Exercise brief: Please show every line in the material below that contains the word "panel", copying each line in full. Case counts.

Location identification entries
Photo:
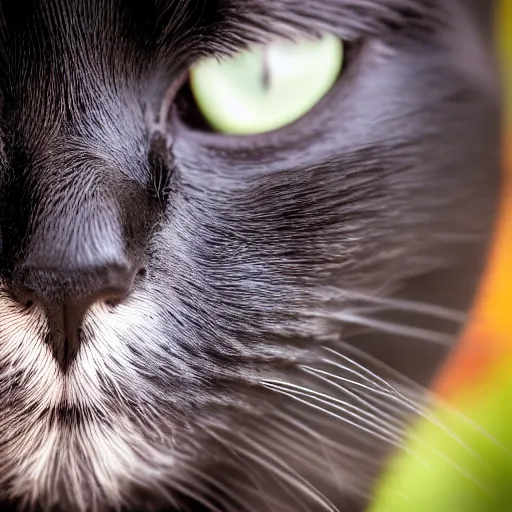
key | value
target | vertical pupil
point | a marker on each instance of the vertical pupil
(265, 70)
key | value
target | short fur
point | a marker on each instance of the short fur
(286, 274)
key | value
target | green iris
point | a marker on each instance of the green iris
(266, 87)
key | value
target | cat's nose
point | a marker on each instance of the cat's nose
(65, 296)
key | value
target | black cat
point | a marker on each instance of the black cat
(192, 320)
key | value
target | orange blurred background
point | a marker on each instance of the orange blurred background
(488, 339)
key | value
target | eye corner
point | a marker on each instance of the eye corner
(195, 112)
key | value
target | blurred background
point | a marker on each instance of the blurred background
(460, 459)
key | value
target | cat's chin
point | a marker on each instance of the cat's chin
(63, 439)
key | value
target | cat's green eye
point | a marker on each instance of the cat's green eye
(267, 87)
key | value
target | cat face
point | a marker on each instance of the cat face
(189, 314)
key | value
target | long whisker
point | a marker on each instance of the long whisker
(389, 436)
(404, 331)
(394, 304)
--
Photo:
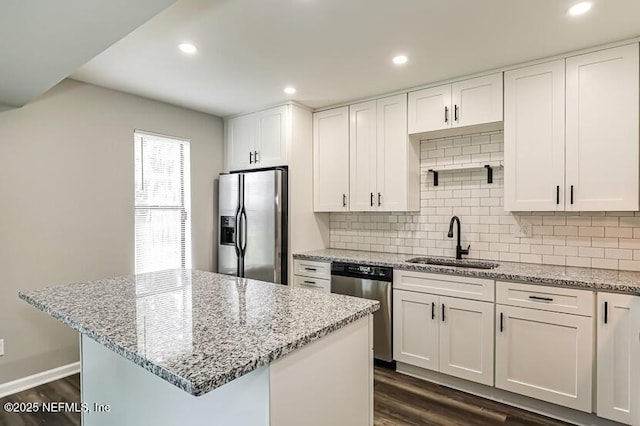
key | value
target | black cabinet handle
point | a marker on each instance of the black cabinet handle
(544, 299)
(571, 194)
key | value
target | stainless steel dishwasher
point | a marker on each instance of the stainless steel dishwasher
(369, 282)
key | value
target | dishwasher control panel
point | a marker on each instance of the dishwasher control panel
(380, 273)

Task solution:
target | dishwasher control panel
point | a marker on each instance of the dishwasher control panel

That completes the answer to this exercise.